— Source passage —
Once the backend is setup, the frontend and setup instructions can be found here: https://github.com/SparkTC/redrock-ios

Download RedRock code

Clone the RedRock Backend code at: https://github.com/SparkTC/redrock

In case you can't access the repo, please contact Luciano Resende for authorization.

Configure environment variable REDROCK_HOME at your shell initialization file with the path to your RedRock directory. For example: at your /home/.profile add the line: export REDROCK_HOME=/Users/YOURUSERNAME/Projects/redrock

Environment Setup

Hadoop

Install hadoop 2.6+

Follow this guide to configure and execute hadoop on standalone (for mac) mode: http://amodernstory.com/2014/09/23/installing-hadoop-on-mac-osx-yosemite

Create hdfs directory that will be used by RedRock

hadoop fs -mkdir -p /data/twitter/decahose/historical
hadoop fs -mkdir -p /data/twitter/decahose/streaming
hadoop fs -mkdir -p /data/twitter/powertrack/streaming

Elasticsearch

Download Elasticsearch 1.7.3 (https://www.elastic.co/downloads/past-releases/elasticsearch-1-7-3) and decompress it.

Install Marvel in order to easily use Elasticsearch. Be sure to install version 1.3 as it is compatible with ES 1.7.3 (https://www.elastic.co/downloads/marvel)

Apache Spark

Download pre-built Apache Spark 1.6.0 for Hadoop 2.6 and later and decompress it (http://spark.apache.org/downloads.html).

Configuring Apache Spark in standalone mode

Configure environment variable SPARK_HOME at your shell initialization file with the path to directory where your Apache Spark is installed
- For example: at your /home/.profile add the line export SPARK_HOME=/Users/YOURUSERNAME/Spark/spark-1.6.0-bin-hadoop2.6
Save file conf/slaves.template as conf/slaves
Save file conf/spark-env.sh.template as conf/spark-env.sh and add the following lines:
- HADOOP_CONF_DIR=/usr/local/Cellar/hadoop/2.7.0/libexec/etc/hadoop/
  - Hadoop home path where you can find the configuration files like hdfs-site.xml and core-site.xml
- SPARK_WORKER_DIR=/Users/YOURUSERNAME/opt/SparkData
  - Create a local directory to save Spark logs
- SPARK_WORKER_CORES=1
  - Define the amount of cores to be used for each worker instance. Keep in mind the number of logical cores your machine has.

— Task instructions —
Decide whether each statement agrees with the RedRock setup guide, answering yes or no and quoting the deciding words of the guide: (a) Marvel version 1.3 should be installed because it is compatible with Elasticsearch 1.7.3. (b) The Apache Spark download should be a pre-built 1.6.0 package for Hadoop 2.4. (c) SPARK_WORKER_CORES is set to 2 in conf/spark-env.sh. You will not need the material on this page.

— Extracted entries —
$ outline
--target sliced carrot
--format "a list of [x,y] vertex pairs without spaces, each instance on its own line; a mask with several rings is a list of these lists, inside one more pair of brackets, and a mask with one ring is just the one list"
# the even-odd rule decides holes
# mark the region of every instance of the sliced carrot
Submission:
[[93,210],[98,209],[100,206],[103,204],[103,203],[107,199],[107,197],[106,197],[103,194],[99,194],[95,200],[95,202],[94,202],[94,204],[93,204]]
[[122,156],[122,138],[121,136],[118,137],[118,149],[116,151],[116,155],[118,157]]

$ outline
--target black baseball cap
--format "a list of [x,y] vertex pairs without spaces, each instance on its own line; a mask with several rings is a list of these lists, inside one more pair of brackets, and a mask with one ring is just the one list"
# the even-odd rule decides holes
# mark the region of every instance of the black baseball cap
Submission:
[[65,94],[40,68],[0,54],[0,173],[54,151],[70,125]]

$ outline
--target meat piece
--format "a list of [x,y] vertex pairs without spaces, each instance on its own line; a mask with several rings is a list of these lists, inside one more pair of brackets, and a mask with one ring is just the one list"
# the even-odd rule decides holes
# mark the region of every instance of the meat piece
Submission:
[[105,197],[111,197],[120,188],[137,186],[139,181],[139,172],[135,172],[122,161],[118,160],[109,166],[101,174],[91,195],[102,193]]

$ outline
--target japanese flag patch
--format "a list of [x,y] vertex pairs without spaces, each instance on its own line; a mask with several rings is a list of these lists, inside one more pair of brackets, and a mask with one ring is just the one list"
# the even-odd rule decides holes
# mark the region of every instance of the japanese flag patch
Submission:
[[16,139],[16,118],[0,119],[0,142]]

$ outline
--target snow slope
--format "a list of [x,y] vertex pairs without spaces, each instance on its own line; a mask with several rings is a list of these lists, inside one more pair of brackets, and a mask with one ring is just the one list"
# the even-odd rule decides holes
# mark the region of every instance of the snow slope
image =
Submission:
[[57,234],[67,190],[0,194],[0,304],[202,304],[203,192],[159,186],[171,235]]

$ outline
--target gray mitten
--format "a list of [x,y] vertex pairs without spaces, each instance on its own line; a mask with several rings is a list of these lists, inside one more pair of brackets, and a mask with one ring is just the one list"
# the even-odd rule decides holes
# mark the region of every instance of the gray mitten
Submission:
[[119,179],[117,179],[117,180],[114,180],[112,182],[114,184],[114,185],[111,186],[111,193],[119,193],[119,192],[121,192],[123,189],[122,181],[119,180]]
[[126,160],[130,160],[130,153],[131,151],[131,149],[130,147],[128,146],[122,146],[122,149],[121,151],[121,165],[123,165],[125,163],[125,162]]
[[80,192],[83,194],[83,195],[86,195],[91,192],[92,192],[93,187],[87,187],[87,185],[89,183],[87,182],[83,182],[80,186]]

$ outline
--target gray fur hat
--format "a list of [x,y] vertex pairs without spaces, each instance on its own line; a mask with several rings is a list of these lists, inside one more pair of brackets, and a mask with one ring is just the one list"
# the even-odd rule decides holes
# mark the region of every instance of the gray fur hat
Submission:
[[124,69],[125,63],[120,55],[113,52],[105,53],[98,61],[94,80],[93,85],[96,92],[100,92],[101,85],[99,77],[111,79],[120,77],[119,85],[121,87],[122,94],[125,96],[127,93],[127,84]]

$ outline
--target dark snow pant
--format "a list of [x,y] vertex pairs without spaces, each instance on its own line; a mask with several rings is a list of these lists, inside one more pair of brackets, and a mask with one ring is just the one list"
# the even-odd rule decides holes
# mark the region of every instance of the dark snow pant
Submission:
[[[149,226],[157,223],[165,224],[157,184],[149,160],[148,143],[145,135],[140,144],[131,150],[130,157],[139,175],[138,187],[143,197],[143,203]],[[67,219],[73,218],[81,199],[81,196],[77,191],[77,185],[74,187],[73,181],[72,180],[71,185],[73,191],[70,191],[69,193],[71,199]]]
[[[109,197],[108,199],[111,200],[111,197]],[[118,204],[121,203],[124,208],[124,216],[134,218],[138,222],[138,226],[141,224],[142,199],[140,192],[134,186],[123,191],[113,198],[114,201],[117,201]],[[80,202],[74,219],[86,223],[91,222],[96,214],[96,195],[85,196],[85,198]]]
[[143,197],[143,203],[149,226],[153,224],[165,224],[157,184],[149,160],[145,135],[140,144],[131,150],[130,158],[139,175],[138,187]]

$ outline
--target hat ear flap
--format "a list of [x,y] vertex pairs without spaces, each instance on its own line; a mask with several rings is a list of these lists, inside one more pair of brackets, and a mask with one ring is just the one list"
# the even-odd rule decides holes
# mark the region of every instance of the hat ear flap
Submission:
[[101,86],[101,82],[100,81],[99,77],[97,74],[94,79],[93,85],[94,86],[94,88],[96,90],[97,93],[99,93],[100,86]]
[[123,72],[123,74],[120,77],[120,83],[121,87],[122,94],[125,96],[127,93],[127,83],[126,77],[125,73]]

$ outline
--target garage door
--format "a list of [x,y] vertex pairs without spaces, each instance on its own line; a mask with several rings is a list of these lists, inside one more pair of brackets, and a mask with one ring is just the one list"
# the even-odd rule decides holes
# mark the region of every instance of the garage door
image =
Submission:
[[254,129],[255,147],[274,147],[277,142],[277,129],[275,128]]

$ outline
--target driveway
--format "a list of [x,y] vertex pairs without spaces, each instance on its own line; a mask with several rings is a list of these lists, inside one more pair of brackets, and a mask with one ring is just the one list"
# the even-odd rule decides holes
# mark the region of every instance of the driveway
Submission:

— Response to the exercise —
(a) Yes: "Be sure to install version 1.3 as it is compatible with ES 1.7.3"
(b) No: "Download pre-built Apache Spark 1.6.0 for Hadoop 2.6 and later"
(c) No: "SPARK_WORKER_CORES=1"